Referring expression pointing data
== == ==

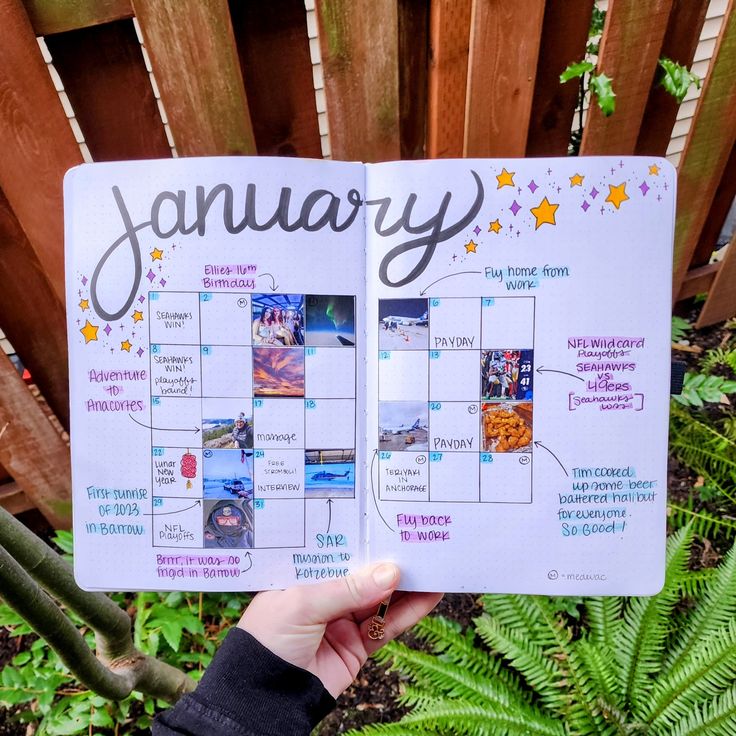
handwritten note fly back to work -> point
(283, 369)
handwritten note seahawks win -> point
(282, 369)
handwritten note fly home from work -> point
(282, 369)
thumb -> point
(336, 598)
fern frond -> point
(450, 717)
(703, 523)
(694, 583)
(715, 610)
(542, 673)
(710, 669)
(640, 640)
(452, 645)
(604, 617)
(716, 718)
(440, 677)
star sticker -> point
(617, 194)
(505, 178)
(544, 212)
(89, 331)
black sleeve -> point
(248, 691)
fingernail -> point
(384, 576)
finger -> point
(344, 596)
(401, 616)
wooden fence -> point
(402, 79)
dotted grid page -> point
(519, 370)
(216, 323)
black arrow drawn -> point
(542, 369)
(539, 444)
(164, 429)
(329, 516)
(459, 273)
(373, 493)
(274, 285)
(166, 513)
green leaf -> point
(575, 70)
(601, 86)
(677, 79)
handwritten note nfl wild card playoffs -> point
(282, 369)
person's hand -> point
(323, 628)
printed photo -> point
(228, 524)
(403, 324)
(229, 433)
(506, 374)
(507, 427)
(403, 425)
(227, 473)
(330, 321)
(278, 320)
(329, 474)
(278, 372)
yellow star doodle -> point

== == ==

* **EXERCISE DETAILS**
What should appear is an exact copy of the lines from the one with "person's hand -> point" through the end of the entries above, ends included, and no other text.

* **RESULT OF THE EXERCISE**
person's hand -> point
(323, 628)
printed photo -> point
(228, 524)
(403, 324)
(229, 433)
(506, 374)
(507, 427)
(403, 425)
(227, 473)
(330, 321)
(278, 320)
(329, 474)
(278, 372)
yellow star doodle -> point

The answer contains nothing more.